-- ASSIGNMENT --
Retype every record exactly. Skip the images.
(RECORDS FOR THIS EXERCISE begins)
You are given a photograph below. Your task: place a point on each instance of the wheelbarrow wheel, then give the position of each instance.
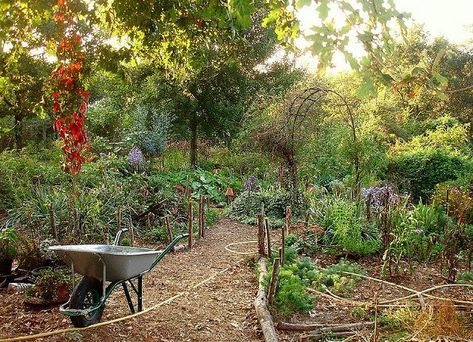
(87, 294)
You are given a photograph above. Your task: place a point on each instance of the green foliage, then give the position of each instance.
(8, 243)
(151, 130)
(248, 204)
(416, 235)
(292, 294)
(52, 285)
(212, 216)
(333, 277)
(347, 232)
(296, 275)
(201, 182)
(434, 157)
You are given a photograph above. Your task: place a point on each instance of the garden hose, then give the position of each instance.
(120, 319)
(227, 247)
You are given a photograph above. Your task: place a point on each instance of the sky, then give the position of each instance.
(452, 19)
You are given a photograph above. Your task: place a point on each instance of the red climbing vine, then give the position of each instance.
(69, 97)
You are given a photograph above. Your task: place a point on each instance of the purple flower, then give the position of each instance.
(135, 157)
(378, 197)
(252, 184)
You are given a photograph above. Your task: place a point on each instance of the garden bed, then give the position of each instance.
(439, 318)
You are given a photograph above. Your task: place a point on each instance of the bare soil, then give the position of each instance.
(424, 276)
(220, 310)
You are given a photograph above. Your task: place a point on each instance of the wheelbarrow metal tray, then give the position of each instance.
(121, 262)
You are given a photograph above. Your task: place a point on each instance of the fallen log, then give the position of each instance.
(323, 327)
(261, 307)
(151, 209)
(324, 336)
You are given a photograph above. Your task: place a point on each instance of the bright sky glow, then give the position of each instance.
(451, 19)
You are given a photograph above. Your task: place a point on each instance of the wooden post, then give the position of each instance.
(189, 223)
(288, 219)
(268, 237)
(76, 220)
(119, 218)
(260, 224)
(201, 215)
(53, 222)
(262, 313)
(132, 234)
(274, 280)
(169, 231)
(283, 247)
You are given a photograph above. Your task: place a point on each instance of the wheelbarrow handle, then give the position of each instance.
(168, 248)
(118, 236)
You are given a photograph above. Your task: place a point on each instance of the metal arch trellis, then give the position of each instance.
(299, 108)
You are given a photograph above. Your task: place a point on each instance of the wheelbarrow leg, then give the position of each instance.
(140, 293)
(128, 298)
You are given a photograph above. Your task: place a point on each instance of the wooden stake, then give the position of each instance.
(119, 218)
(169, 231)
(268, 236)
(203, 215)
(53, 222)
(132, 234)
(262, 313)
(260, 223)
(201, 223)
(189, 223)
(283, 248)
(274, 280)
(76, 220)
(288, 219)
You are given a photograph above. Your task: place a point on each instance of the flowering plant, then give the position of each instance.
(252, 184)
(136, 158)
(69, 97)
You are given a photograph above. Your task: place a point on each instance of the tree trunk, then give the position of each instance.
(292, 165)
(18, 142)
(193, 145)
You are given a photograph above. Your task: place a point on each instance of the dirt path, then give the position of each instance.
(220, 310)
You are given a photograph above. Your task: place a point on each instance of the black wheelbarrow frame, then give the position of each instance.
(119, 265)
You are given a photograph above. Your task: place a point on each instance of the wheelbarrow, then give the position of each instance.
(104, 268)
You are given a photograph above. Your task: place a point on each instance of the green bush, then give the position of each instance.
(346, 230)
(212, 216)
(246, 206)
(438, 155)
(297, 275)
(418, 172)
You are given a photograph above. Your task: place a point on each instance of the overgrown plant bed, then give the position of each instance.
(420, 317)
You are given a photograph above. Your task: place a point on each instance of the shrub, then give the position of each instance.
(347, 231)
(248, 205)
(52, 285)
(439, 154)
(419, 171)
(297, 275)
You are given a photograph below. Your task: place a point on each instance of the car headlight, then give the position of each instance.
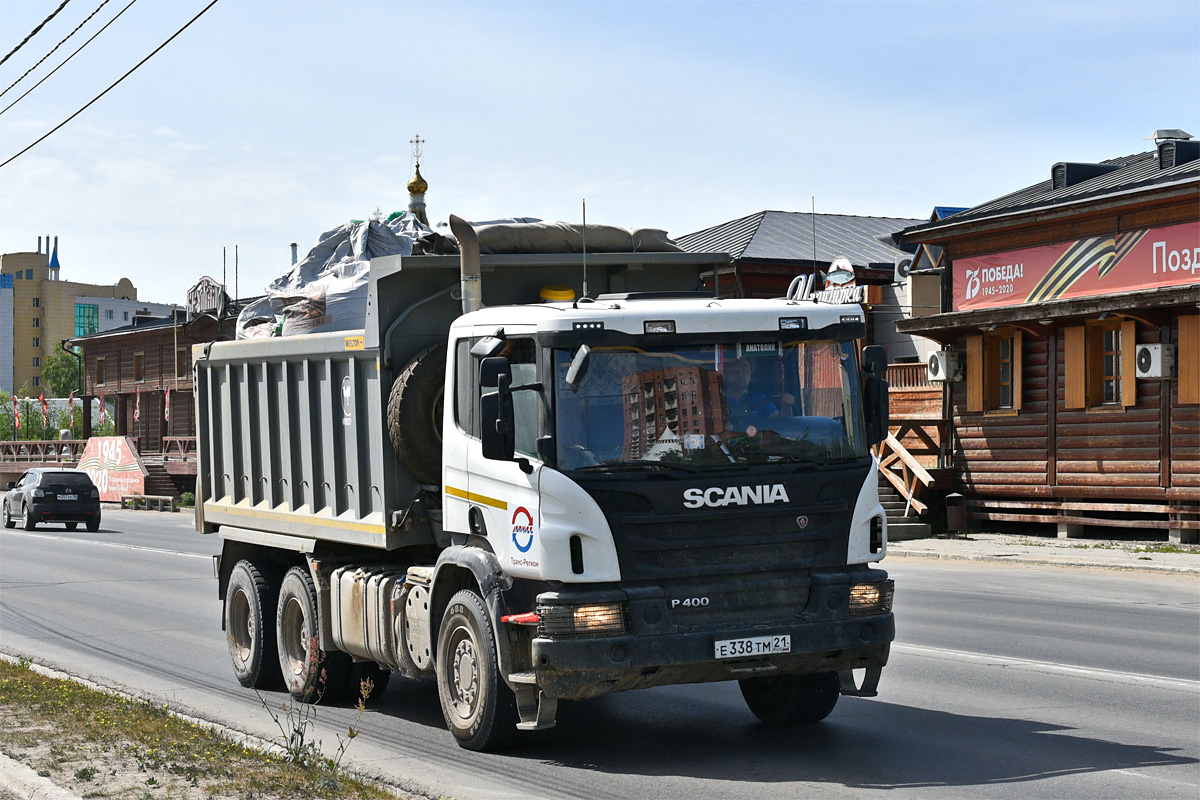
(RECORDS FOR THIS EXERCISE ends)
-- RESULT OF THIS TASK --
You are given a photograph below. Your task: place a point on each instance of the wheelbarrow wheel, then give the position of each instance.
(87, 294)
You are given a photograph above. Your task: place a point on each instance of the green foliage, then give the position of each instance.
(8, 243)
(151, 130)
(248, 204)
(416, 235)
(292, 294)
(52, 285)
(212, 216)
(333, 277)
(347, 232)
(296, 275)
(201, 182)
(434, 157)
You are given a photograph above. Your task: place a point on each instance of the garden hose, then give the position of each instance.
(120, 319)
(227, 247)
You are given a photograph above. Your task: place a point on each instance of the sky, then give the position of each instance.
(452, 19)
You are given a photograph above. Your task: place a point on each instance of the red climbing vine, then give the position of each instance.
(69, 97)
You are given a photograph above. Your task: place a point on each instance of the purple flower, then give the position of each instance.
(135, 157)
(378, 197)
(252, 184)
You are given a photograph above. Your task: place a point on each instance of the garden bed, then give the position of each instance.
(439, 318)
You are given a photograph above. Your task: place a point on each instance of the bare soil, then give the position of each instance.
(424, 276)
(220, 310)
You are given a photograph above. Your task: place a point on each instance of the wheelbarrow metal tray, then give the position of each instance.
(121, 262)
You are given a photograph above. Your task: place a point on each instance of the fallen log, then give the position of each instance.
(323, 327)
(261, 307)
(151, 209)
(324, 336)
You are given a photograph above. Your task: place a point on each instance of the bright sky glow, then give the position of each instance.
(451, 19)
You are given a photograph above. Your task: place a point on each instance of the wooden post, then give the position of each instance.
(189, 223)
(288, 219)
(268, 237)
(76, 220)
(119, 218)
(260, 224)
(201, 215)
(53, 222)
(262, 313)
(132, 234)
(274, 280)
(169, 231)
(283, 247)
You are given a photograph above. Your task: place a point on each instance of the wheelbarrow handle, then give the position of each instance.
(168, 248)
(118, 236)
You are given a photograph above. Your task: place a point on each instance of the metal arch trellis, then give the position of each instance.
(299, 108)
You are given a photograph above. Your task: place a point on each instance of the wheelbarrow leg, then give the position of each instance.
(140, 293)
(128, 298)
You are given a photograph above. Your task: place a point on each instance of the wooden stake, then give the position of each instance.
(119, 218)
(169, 231)
(268, 236)
(203, 215)
(53, 222)
(132, 234)
(262, 313)
(260, 223)
(201, 223)
(189, 223)
(283, 248)
(274, 280)
(76, 220)
(288, 219)
You are given a photograph above. Your task: place a point on each instance of the flowering plant, then give the position of each instance.
(252, 184)
(136, 158)
(69, 97)
You are given a photograph above. Your task: place a point on each instance of the tree trunk, then give the position of each instance.
(292, 165)
(18, 142)
(193, 145)
You are given a photograph above. Your task: place a point on each instance of the dirt path, then give the position of each instance.
(220, 310)
You are given a photograph above. Your task: place a point on each instance of the black wheelbarrow frame, then give the position of each instance.
(119, 265)
You are given a photograph above. Your task: place a point on each instance of the wheelbarrow, then give the position of each instance.
(104, 268)
You are given a photograph above. Your task: place a point on each instance of the green bush, then give the position of each instance.
(346, 230)
(212, 216)
(246, 206)
(438, 155)
(297, 275)
(418, 172)
You are given a photograph above. Your task: place a point on each instance of the overgrown plant bed, then give the position of each instance.
(420, 317)
You are given a photograph above. Your task: place a point on each instance of the shrub, then give the position of each instance.
(347, 231)
(248, 205)
(52, 285)
(439, 154)
(419, 171)
(297, 275)
You are given a photograph below. Your task: place a point on each instance of the car headlight, then give the position of each instance.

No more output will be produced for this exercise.